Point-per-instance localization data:
----------------

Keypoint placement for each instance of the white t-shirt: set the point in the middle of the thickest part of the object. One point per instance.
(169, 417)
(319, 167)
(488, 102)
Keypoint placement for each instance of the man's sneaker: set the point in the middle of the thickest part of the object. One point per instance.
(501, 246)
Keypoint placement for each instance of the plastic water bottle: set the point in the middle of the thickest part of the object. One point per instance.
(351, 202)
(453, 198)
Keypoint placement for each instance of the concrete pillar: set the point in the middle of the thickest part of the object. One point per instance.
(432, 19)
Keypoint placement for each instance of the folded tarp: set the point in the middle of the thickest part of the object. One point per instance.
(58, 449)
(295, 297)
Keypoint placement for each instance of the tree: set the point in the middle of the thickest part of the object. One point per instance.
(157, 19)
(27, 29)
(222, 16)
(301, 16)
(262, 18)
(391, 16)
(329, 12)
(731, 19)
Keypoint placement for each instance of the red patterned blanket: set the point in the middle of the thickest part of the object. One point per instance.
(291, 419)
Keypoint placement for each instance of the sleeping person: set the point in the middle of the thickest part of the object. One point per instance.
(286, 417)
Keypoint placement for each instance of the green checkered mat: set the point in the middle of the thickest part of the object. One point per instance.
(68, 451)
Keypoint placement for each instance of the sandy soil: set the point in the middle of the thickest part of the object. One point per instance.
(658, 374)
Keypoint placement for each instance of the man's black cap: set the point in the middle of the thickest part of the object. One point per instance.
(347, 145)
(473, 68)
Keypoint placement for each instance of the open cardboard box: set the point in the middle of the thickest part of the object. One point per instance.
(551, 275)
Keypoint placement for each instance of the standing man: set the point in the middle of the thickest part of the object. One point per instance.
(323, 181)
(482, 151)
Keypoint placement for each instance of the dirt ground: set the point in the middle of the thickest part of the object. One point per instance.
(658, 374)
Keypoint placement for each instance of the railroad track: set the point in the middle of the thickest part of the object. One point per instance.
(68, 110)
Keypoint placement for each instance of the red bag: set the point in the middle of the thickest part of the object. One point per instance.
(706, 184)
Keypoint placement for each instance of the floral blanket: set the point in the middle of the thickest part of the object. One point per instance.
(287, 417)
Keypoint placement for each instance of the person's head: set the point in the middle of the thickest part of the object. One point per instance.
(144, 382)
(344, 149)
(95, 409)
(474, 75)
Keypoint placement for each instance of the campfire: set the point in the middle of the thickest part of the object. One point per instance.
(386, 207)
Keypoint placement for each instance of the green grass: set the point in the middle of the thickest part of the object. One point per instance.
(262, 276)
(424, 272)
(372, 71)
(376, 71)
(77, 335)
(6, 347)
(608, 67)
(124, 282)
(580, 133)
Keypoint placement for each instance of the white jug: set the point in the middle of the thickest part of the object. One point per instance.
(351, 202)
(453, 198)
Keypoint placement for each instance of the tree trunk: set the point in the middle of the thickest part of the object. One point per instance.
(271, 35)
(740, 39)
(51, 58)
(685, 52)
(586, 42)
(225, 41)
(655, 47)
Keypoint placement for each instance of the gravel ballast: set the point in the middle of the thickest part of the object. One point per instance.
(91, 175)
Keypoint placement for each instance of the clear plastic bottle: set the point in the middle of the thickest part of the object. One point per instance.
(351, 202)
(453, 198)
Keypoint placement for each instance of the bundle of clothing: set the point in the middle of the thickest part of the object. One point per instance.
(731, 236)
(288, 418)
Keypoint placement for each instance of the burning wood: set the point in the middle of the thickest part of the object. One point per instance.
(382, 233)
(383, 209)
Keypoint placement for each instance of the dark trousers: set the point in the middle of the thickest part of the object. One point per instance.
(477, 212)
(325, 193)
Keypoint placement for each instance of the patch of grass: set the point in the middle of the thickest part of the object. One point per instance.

----------------

Every line of the data above should be copied exactly.

Keypoint placement for each instance of the white t-shirt: set the point in the middle of the thickest part of the object. One point per instance.
(169, 417)
(319, 167)
(488, 102)
Keypoint placement for each instance of the man's sneaker: set the point in the middle of the thickest part of the object. One point per instance.
(501, 246)
Keypoint placement for each instance of the plastic water bottle: set the point in the middle of the thickest part of the object. One point per instance.
(351, 202)
(453, 198)
Keypoint placement for each instance of the concrete pillar: set the point in the middle of the thickest part of the object. One point per instance.
(432, 19)
Keypoint placement for each instance of the folded tarp: set the point in the middle of the thickest part of the object. One point per instance.
(58, 449)
(295, 297)
Keypoint placement for each instance of the tree: set the point in the middle of the thickest part of the object. One point per instance.
(157, 19)
(27, 29)
(222, 16)
(301, 16)
(262, 18)
(391, 16)
(329, 12)
(731, 19)
Keypoint placement for each instance of the red patterned blanket: set the point in the middle of the thickest part of the object. One point per instance.
(291, 419)
Keypoint placement for each instance of the sleeping person: set the point in the middle of the thickest part of the object. One point per instance.
(286, 417)
Keypoint placement for each instance of the green checkered mat: set the point in the middle of the thickest part of the object. One point per instance.
(68, 451)
Keypoint placement for each instance of the sandy soil: set the point in the middle of the thickest part of the object. One point per instance.
(658, 374)
Keypoint placement for each instance of the man's black cap: set the point in the middle of the thickest part of the object. One point per instance.
(347, 145)
(473, 68)
Keypoint placement for each instance of the open cardboard box: set the point in the middle of the thickest part of the object. One point per instance.
(551, 275)
Keypoint placement for each instance of the standing man: set the point in the middle of the thickest part of the object. One point per instance.
(323, 181)
(482, 151)
Keypoint placement for each instance of the dirt ground: set the point in the middle of the thickest part of the object. One point per instance.
(658, 374)
Keypoint placement for each instance of the railroad track: set the point in the middle of the thickest part of the object. One point per instance.
(68, 110)
Keypoint placement for each instance of the red bag: set the point in the middle of the thickest part of the object. One point per instance.
(706, 184)
Keypoint placement for each instance of the floral blanket: set the point in the middle of the thickest part of the object. One point per instance.
(287, 417)
Keypoint placement for each instance of the person's head: set the point in the middle of the thickest part of the object. One point per instance.
(144, 382)
(344, 149)
(95, 409)
(474, 75)
Keypoint placement for each instance of the campfire: set the point in the middle of the thickest part of the object. One point per instance.
(386, 207)
Keypoint placement for each instance of the green grass: set the point in the middle of the thickest part of the object. One point per instance.
(262, 276)
(424, 272)
(372, 71)
(376, 71)
(77, 335)
(6, 347)
(608, 67)
(124, 282)
(580, 133)
Keypoint placement for each instance of the white jug: set the point in the middle of the thickest part of the object. One point per instance.
(351, 202)
(453, 198)
Keypoint placement for each instance of the tree trunk: set the point in the middle of the thickest part of the object. One point per instance.
(271, 35)
(740, 39)
(51, 58)
(685, 52)
(586, 42)
(225, 41)
(655, 47)
Keypoint placement for each instance of the gravel ballast: set the point in the middle of the thickest part of the object. One point per instance.
(91, 175)
Keypoint placement for each instance of the clear plastic bottle: set the point in the middle of the thickest part of the object. One point per instance.
(351, 202)
(453, 198)
Keypoint placement for each instance of the bundle of clothing: set the point in the middle of the thickest part of the object. One point per instance.
(731, 236)
(288, 418)
Keypoint placement for each instance of the burning wood: set the point in the middle of the thickest part of the object. One point per instance.
(382, 233)
(383, 209)
Keypoint placement for each instance of the dark trousers: set the point in the middle of the thickest part of the object. One point per instance.
(477, 212)
(325, 193)
Keypoint placement for each instance of the patch of grass: set the point in the middle of the thickest part of the object. One point per instance.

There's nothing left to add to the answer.